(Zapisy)
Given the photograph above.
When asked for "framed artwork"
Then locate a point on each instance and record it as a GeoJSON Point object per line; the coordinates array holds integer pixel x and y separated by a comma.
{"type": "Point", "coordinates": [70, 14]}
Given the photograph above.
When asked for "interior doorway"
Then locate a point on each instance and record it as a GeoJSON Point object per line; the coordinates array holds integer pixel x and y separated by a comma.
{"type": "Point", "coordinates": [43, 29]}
==
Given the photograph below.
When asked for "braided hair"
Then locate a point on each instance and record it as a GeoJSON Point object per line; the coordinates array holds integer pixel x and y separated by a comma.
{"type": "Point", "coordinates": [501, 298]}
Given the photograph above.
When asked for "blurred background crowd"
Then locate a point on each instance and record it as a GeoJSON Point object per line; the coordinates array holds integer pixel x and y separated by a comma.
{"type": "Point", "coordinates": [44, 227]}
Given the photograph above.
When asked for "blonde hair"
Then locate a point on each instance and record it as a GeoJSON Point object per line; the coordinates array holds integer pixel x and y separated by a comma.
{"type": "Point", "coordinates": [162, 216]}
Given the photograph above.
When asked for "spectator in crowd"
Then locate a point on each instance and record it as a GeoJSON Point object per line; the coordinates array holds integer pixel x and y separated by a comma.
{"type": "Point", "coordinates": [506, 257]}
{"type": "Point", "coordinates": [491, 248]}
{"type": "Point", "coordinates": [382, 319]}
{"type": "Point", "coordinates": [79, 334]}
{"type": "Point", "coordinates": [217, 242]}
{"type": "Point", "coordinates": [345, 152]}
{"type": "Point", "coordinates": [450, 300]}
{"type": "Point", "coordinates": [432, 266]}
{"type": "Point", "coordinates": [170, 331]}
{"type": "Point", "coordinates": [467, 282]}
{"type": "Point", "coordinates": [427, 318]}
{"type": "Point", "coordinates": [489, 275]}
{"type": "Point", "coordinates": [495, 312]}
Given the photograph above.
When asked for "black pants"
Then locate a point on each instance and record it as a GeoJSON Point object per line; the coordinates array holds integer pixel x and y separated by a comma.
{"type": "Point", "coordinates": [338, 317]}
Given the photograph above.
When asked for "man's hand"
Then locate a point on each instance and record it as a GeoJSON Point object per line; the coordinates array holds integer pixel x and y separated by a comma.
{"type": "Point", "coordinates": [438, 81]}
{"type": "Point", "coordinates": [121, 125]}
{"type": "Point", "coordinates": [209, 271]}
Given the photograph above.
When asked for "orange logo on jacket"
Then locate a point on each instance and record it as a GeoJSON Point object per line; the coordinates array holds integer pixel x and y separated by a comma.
* * *
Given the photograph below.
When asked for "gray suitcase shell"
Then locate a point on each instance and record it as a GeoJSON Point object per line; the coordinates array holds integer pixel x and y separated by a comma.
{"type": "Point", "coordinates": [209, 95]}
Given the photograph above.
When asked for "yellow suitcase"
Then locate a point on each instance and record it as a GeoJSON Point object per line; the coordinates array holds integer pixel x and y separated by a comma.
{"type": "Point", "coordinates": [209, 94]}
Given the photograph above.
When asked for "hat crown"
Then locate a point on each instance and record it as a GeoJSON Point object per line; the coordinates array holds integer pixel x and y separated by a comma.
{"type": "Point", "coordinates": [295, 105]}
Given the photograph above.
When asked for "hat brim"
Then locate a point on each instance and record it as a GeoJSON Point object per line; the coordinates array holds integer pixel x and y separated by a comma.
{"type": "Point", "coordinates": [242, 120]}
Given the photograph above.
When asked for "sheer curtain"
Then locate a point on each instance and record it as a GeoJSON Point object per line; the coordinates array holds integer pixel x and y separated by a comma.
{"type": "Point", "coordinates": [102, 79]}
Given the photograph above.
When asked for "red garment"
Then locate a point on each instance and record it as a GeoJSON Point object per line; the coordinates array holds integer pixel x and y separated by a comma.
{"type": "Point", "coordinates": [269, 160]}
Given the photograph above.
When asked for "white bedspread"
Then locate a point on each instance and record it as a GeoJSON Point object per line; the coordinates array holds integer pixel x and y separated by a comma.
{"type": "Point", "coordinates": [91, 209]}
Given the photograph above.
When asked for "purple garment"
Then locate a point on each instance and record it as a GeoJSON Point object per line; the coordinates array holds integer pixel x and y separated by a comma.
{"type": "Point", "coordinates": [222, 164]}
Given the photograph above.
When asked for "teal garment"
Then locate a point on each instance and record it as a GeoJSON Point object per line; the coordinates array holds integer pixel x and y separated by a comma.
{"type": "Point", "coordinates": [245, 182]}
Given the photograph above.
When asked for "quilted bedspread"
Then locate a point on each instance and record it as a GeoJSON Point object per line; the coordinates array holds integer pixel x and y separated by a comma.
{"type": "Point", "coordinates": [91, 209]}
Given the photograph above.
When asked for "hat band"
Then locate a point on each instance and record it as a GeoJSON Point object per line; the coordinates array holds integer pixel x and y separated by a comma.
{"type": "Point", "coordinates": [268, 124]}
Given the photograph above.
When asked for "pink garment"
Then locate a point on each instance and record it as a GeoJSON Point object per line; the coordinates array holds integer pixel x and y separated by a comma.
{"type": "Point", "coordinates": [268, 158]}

ZADANIE DO WYKONANIA:
Policz wiersze pozycji powyżej, w których występuje ciąg „suitcase”, przy czym wielkość liter ma znaczenie. Podaj wyłącznie liczbę.

ODPOWIEDŹ:
2